§ **THE PROBLEM**
Among the entries below, extract exactly the lines that run from the one with "Query: green hedge" through the one with "Query: yellow stripe on frame", both ends included.

[[ PROVIDED RECORDS open ]]

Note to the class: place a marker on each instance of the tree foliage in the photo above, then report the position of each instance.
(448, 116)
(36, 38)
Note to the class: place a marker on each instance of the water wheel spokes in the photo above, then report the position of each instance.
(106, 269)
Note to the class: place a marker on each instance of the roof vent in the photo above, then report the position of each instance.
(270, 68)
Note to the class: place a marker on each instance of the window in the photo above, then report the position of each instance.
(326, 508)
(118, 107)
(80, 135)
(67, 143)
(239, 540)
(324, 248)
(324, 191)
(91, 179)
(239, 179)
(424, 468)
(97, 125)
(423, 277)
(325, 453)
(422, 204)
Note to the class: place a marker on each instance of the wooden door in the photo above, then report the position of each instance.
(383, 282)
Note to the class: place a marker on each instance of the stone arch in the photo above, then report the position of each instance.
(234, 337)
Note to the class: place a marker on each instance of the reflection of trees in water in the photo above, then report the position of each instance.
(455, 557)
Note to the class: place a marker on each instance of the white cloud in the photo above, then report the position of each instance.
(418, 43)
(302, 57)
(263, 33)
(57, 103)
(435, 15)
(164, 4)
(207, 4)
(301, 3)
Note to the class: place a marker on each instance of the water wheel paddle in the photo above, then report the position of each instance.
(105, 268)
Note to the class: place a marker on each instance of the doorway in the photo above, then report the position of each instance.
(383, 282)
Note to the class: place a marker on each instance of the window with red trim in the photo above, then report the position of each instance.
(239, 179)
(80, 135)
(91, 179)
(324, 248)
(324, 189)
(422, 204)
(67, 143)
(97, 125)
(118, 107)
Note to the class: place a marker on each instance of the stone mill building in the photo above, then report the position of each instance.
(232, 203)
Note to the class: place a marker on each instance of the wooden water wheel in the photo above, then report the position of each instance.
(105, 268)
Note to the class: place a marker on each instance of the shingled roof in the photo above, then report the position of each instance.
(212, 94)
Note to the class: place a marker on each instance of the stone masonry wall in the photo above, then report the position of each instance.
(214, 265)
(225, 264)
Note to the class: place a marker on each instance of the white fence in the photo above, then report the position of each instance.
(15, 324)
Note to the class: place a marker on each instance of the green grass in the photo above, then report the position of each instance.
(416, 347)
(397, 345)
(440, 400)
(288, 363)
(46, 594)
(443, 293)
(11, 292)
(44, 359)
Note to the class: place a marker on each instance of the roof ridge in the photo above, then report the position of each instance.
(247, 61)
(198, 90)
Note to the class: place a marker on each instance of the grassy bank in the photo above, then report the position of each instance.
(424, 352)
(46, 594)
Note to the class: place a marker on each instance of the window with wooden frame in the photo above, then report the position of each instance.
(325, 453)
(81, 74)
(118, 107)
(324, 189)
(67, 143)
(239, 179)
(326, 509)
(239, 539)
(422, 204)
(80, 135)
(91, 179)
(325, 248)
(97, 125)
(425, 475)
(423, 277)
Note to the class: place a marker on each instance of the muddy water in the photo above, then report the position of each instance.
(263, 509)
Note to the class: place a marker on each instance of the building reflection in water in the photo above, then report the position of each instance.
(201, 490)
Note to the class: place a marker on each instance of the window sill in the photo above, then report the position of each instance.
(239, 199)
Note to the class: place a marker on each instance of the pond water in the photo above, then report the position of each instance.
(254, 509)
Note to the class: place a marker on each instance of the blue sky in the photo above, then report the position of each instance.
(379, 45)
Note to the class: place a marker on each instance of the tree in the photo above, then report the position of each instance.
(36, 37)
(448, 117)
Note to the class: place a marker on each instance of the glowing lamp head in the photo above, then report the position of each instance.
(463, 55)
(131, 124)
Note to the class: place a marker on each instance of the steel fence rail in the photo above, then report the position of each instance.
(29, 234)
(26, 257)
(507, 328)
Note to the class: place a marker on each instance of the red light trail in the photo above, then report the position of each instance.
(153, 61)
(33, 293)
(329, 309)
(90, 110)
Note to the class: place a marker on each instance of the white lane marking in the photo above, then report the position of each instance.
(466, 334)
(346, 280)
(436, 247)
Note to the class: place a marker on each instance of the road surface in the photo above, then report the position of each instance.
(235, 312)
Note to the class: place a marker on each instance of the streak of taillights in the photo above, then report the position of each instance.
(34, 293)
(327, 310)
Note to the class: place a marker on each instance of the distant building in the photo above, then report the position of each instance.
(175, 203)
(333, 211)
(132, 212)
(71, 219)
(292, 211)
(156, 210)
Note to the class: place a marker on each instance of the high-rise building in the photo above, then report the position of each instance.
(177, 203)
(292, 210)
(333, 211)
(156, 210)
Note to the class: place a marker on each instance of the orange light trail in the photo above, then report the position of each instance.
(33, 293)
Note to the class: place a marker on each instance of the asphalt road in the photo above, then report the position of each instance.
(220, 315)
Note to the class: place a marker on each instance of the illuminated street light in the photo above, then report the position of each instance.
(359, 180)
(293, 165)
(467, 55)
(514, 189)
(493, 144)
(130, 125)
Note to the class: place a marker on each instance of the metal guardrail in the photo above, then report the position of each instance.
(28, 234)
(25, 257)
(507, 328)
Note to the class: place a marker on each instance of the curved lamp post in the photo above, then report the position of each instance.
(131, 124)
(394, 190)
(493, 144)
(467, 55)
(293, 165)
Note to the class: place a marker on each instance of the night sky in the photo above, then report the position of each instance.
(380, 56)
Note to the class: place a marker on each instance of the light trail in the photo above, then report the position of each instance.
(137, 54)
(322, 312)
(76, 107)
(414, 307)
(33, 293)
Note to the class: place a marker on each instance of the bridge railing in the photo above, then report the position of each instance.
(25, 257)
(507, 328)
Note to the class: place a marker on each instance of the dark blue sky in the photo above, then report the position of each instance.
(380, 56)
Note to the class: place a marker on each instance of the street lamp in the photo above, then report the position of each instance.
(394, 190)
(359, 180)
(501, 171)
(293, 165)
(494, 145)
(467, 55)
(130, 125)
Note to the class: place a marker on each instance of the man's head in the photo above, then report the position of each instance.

[[ PROVIDED RECORDS closed ]]
[[ PROVIDED RECORDS open ]]

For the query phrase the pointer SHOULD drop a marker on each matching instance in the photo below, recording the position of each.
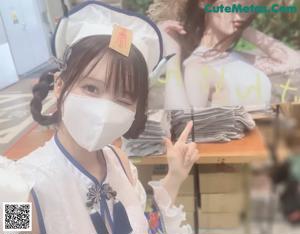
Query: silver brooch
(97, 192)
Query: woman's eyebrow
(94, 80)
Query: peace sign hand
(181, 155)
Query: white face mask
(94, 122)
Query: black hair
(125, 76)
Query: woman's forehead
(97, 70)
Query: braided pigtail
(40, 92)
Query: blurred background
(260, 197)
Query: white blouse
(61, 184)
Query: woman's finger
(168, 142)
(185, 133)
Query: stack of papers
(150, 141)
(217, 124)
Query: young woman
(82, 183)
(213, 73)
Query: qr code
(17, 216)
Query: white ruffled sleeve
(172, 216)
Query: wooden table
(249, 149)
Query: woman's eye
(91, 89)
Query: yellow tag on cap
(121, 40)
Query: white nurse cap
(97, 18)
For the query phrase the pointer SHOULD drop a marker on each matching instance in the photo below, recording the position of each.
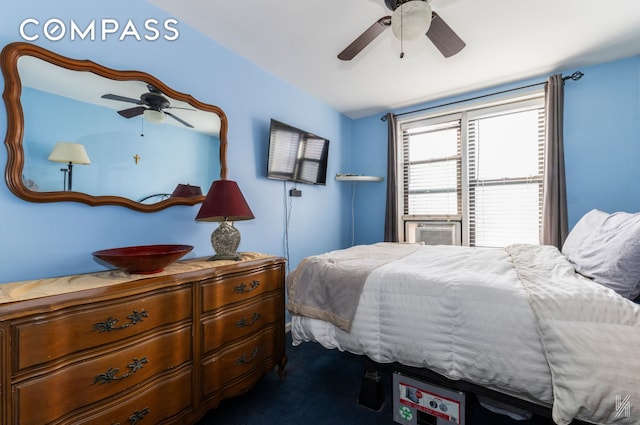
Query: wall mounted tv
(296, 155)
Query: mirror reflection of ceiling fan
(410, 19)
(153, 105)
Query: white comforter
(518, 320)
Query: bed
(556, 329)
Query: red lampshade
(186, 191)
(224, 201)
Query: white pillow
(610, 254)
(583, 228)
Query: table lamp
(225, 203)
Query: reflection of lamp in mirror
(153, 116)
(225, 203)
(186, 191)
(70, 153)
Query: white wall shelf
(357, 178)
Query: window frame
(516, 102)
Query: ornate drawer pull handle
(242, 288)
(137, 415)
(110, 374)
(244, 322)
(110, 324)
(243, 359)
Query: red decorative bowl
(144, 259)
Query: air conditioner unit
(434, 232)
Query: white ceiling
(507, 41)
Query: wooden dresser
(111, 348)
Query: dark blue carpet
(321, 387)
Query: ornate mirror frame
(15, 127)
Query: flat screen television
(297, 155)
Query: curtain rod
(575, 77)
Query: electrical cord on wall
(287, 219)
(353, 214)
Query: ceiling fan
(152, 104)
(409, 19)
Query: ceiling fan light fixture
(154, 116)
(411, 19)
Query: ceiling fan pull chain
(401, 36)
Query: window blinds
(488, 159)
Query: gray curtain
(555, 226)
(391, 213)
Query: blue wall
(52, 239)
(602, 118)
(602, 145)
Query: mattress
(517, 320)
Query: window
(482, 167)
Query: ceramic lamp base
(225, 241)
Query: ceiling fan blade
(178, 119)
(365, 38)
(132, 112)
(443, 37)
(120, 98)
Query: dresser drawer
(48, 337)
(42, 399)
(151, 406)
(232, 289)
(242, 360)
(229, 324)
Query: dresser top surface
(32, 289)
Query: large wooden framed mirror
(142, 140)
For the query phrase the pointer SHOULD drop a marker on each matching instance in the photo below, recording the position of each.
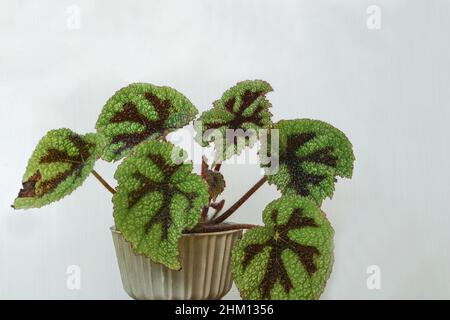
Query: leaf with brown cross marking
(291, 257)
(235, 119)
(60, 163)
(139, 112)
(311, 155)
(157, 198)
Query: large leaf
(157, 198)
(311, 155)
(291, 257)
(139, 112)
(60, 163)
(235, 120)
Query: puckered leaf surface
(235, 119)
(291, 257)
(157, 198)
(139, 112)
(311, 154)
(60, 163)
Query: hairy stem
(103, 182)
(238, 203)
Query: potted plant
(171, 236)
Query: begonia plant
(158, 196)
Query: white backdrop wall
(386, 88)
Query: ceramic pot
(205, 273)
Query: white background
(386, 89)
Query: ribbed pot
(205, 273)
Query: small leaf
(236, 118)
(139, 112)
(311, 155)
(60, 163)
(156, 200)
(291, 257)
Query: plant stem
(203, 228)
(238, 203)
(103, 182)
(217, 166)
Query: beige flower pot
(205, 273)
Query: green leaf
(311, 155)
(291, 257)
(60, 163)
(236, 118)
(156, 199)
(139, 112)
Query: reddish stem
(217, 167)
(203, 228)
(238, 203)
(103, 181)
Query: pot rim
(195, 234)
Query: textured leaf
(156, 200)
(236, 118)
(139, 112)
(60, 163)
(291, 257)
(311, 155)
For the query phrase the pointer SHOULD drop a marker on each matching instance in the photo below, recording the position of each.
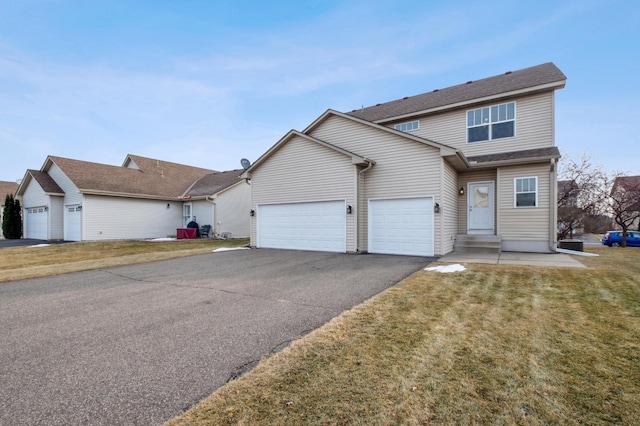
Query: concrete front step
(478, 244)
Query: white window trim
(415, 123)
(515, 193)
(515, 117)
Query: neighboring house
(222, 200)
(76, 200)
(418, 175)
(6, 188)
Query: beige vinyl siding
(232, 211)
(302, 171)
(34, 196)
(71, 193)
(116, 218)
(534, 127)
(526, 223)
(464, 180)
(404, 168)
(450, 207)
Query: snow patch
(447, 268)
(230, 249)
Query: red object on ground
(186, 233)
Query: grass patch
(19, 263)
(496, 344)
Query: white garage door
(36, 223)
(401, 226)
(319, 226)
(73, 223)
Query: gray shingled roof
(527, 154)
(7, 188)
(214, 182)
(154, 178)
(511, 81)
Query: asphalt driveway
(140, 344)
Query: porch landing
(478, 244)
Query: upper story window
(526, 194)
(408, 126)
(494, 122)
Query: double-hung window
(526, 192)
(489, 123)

[[ PROVIDED RECORDS closed ]]
[[ PROVIDED RECORDS open ]]

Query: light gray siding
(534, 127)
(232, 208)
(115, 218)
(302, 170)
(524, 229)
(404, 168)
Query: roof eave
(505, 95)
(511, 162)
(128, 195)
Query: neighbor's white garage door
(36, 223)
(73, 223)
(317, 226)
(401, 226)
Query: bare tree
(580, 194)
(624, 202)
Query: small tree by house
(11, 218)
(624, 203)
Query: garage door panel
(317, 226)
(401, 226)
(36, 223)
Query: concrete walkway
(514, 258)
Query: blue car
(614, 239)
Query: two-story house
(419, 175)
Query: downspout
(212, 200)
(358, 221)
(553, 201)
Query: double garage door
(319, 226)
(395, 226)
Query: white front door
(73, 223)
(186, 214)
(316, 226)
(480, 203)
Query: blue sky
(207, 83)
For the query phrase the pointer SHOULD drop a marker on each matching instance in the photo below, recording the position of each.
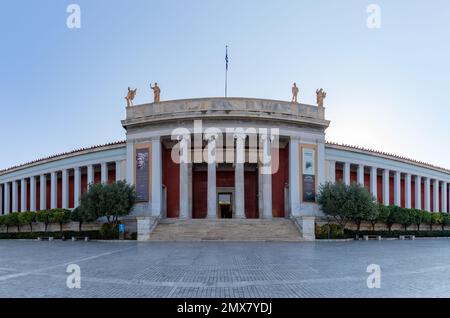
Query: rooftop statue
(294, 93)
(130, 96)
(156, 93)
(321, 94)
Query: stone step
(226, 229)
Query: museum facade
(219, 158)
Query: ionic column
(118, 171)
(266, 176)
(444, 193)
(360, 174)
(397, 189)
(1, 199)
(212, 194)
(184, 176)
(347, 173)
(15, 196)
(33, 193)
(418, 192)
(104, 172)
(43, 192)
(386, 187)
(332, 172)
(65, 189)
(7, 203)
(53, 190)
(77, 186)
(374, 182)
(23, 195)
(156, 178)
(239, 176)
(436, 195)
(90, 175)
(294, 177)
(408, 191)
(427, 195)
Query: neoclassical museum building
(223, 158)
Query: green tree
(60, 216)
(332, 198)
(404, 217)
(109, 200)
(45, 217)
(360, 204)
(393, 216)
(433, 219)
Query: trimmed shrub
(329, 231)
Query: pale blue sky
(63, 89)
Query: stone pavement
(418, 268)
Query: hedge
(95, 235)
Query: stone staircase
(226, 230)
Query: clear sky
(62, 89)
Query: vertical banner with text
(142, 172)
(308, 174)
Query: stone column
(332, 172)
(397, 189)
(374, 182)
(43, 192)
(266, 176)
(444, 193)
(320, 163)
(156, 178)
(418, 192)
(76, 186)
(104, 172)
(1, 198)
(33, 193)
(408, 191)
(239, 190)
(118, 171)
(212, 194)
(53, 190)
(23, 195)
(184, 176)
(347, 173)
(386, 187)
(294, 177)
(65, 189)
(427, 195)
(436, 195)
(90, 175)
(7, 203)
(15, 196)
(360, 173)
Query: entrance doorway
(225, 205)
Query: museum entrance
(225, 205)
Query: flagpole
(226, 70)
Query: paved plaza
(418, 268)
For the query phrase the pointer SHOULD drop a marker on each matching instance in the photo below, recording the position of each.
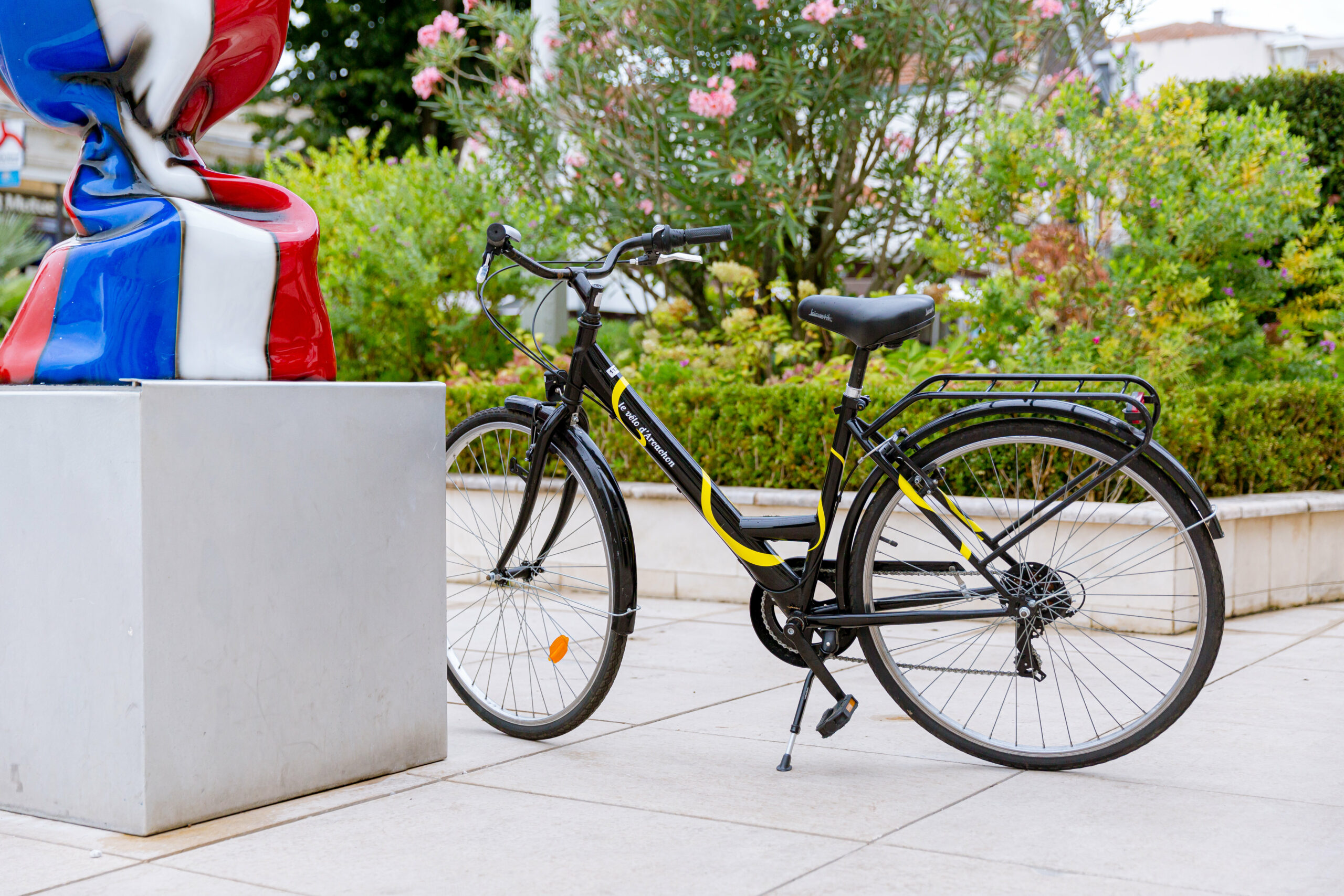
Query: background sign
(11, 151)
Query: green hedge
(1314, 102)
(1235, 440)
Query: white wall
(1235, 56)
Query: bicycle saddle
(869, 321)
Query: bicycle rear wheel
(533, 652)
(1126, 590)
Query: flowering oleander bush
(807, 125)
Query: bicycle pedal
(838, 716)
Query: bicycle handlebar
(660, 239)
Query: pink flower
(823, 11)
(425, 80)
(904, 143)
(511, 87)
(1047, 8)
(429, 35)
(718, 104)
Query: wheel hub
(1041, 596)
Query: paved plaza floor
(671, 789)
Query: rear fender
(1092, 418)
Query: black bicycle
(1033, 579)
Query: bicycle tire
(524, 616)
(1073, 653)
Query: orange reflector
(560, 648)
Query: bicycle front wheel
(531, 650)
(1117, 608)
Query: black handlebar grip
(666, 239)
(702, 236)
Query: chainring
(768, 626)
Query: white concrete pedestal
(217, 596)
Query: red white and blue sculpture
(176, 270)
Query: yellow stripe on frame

[[ PROVIDED RECORDS closed ]]

§ **EXERCISE RESPONSE**
Query: green hedge
(1314, 102)
(1235, 440)
Query: white wall
(1235, 56)
Query: bicycle saddle
(869, 321)
Query: bicycle rear wheel
(533, 652)
(1126, 590)
Query: flowering oleander bush
(807, 125)
Query: bicycle pedal
(838, 716)
Query: bicycle handlebar
(660, 239)
Query: pink flower
(823, 11)
(425, 80)
(904, 143)
(511, 87)
(1047, 8)
(429, 35)
(718, 104)
Query: wheel hub
(1041, 596)
Query: paved plaza floor
(671, 789)
Query: rear fender
(1092, 418)
Query: black bicycle
(1033, 579)
Query: bicycle tire
(524, 616)
(1073, 653)
Query: orange reflector
(560, 648)
Query: bicycle front wheel
(531, 650)
(1117, 608)
Query: black handlebar grip
(666, 239)
(702, 236)
Query: chainring
(768, 626)
Query: white concrete pedestal
(217, 596)
Query: red white and blue sculpture
(176, 270)
Query: yellow stripe on frame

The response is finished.